READING PASSAGE
- - - - - - -
China remains a top destination for venture capital investment in Asia, with total capital invested in the country increasing to US$3.6 billion in the first quarter 2017, up from US$3.5 billion in the previous quarter, according to a new report issued by KPMG.
This is in contrast to the broader Asian region, where investors have been cautious with a noticeable decline in the total number of venture capital deals to 258 from 403 deals in the fourth quarter 2016.
A number of tech unicorns, or privately held technology companies with valuations of US$1 billion or more, were born during the past quarter. China’s bike sharing company Ofo, which raised US$450 million and was the largest bike-sharing investment round on record globally, has reached unicorn status and is now worth over US$2 billion, according to its CEO. Mobike has also joined the club after raising US$300 million this year.
Other venture investment deals in China that were in the top 10 global deal rankings include Shanghai-based electric vehicle start-up NIO’s US$600 million round, a US$360 million series A funding round by self-service courier firm Hive Box Technology, and a US$350 million transaction from video sharing and live broadcasting app developer Kuaishou Technology.
- - - - - - -
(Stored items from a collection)
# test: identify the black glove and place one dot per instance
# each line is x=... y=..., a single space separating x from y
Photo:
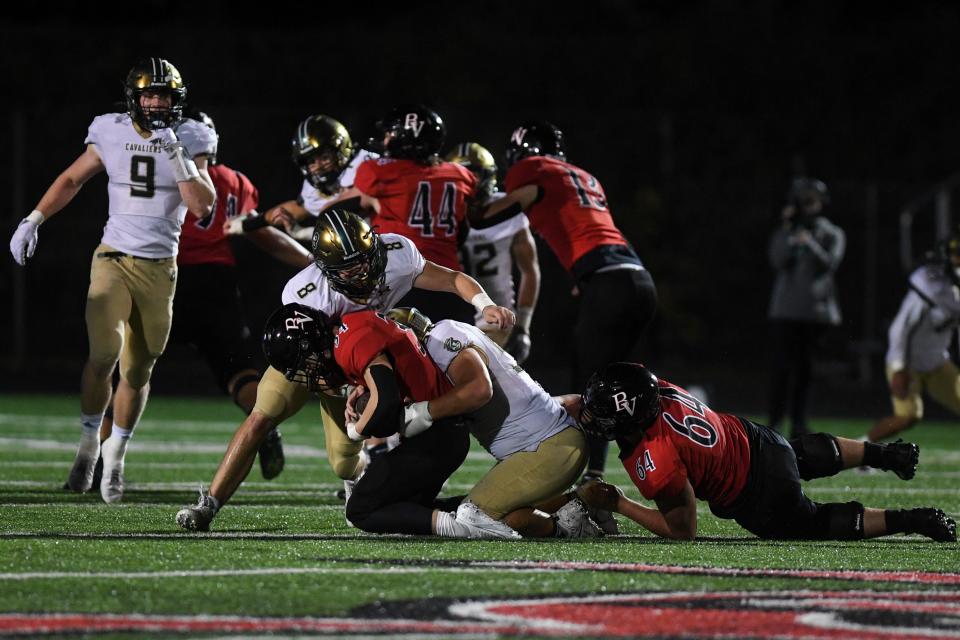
x=519 y=344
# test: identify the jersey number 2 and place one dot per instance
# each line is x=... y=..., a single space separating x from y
x=142 y=172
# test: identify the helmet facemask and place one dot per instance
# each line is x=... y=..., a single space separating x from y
x=324 y=139
x=620 y=401
x=350 y=254
x=534 y=139
x=298 y=342
x=155 y=76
- - - - - - -
EXERCISES
• A. Output the part of the passage on venture capital in China starting with "China remains a" and going on through "million this year.".
• B. According to the passage on venture capital in China, how much money did the bike sharing company Ofo raise?
The listing isn't needed for anything here.

YOUR RESPONSES
• A.
China remains a top destination for venture capital investment in Asia, with total capital invested in the country increasing to US$3.6 billion in the first quarter 2017, up from US$3.5 billion in the previous quarter, according to a new report issued by KPMG.
This is in contrast to the broader Asian region, where investors have been cautious with a noticeable decline in the total number of venture capital deals to 258 from 403 deals in the fourth quarter 2016.
A number of tech unicorns, or privately held technology companies with valuations of US$1 billion or more, were born during the past quarter. China’s bike sharing company Ofo, which raised US$450 million and was the largest bike-sharing investment round on record globally, has reached unicorn status and is now worth over US$2 billion, according to its CEO. Mobike has also joined the club after raising US$300 million this year.

• B. US$450 million